-- Items from a dataset --
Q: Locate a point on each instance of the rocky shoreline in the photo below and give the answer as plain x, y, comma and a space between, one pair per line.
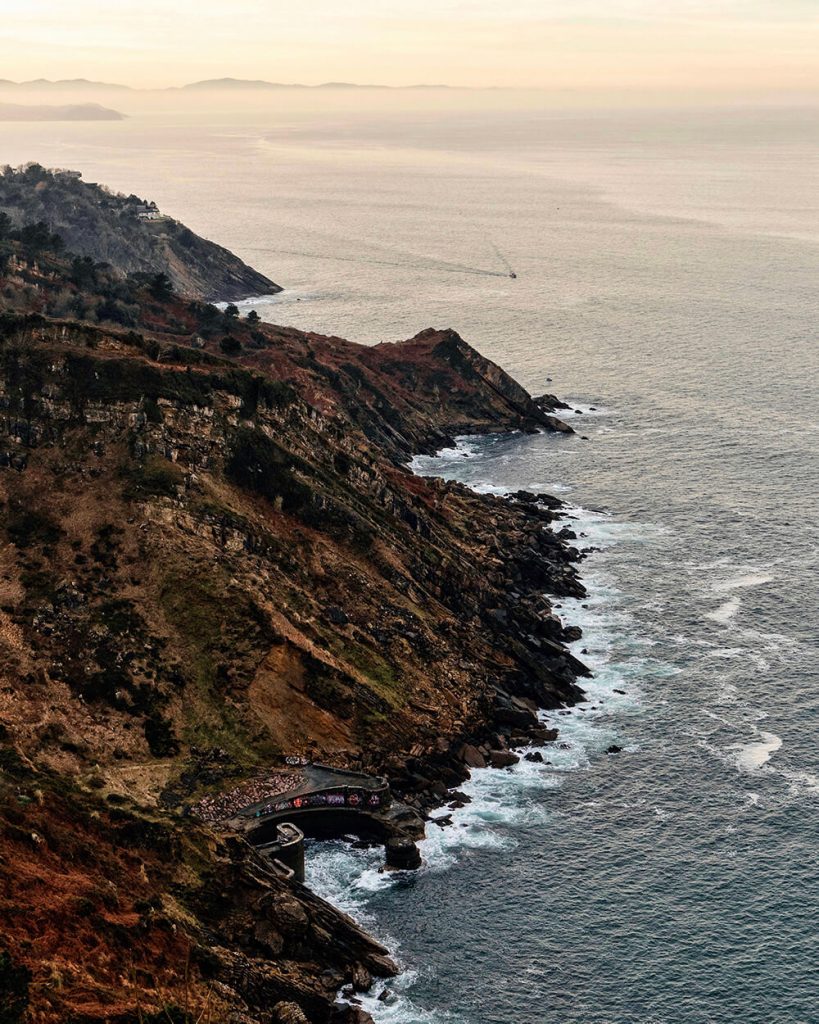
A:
233, 567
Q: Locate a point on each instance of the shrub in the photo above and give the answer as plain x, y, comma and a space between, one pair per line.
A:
14, 980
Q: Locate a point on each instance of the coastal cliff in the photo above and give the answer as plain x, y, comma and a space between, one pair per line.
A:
126, 232
214, 559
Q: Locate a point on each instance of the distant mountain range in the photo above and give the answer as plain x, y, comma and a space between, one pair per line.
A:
74, 112
65, 83
82, 84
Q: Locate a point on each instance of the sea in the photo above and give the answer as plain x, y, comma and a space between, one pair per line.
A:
666, 286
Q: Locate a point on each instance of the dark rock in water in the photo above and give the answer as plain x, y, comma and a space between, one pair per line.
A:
289, 1013
402, 854
355, 1015
472, 757
361, 978
544, 735
503, 759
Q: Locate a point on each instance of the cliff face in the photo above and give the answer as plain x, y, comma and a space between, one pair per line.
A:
119, 230
213, 561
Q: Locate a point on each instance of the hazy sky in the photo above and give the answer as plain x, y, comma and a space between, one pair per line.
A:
553, 43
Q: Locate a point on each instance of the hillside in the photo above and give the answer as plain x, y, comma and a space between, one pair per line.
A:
126, 232
72, 112
232, 565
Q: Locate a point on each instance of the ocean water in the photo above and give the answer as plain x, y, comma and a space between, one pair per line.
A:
667, 284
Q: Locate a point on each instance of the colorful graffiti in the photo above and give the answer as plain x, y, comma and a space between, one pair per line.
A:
355, 799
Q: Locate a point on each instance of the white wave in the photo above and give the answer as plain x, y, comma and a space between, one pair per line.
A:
753, 579
755, 755
505, 802
726, 611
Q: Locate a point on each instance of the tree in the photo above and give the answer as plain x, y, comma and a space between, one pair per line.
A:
161, 287
230, 345
38, 238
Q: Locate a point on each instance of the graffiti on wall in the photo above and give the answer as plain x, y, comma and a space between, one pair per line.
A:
355, 799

-- YOUR INSTRUCTIONS --
Quote only the lines from the one containing "Q: Locate a point on each instance of the white" through the final line of the records, with both ends included.

-- OUTPUT FOR THIS TASK --
Q: Locate a point on each instance of the white wave in the photo above and give the answer as plain x, y, comma and a space between, one pair per line.
A:
753, 579
755, 755
505, 802
726, 611
Q: Locate a point on each instance of the tree in the photo above and give the answer as plain x, y, comma and a space between, one pair per line.
A:
161, 287
230, 345
38, 238
Q: Locate a point on each instance of the graffiti on wall in the photo above and give the answer as plain x, y, comma and a space between, one pair per line.
A:
355, 799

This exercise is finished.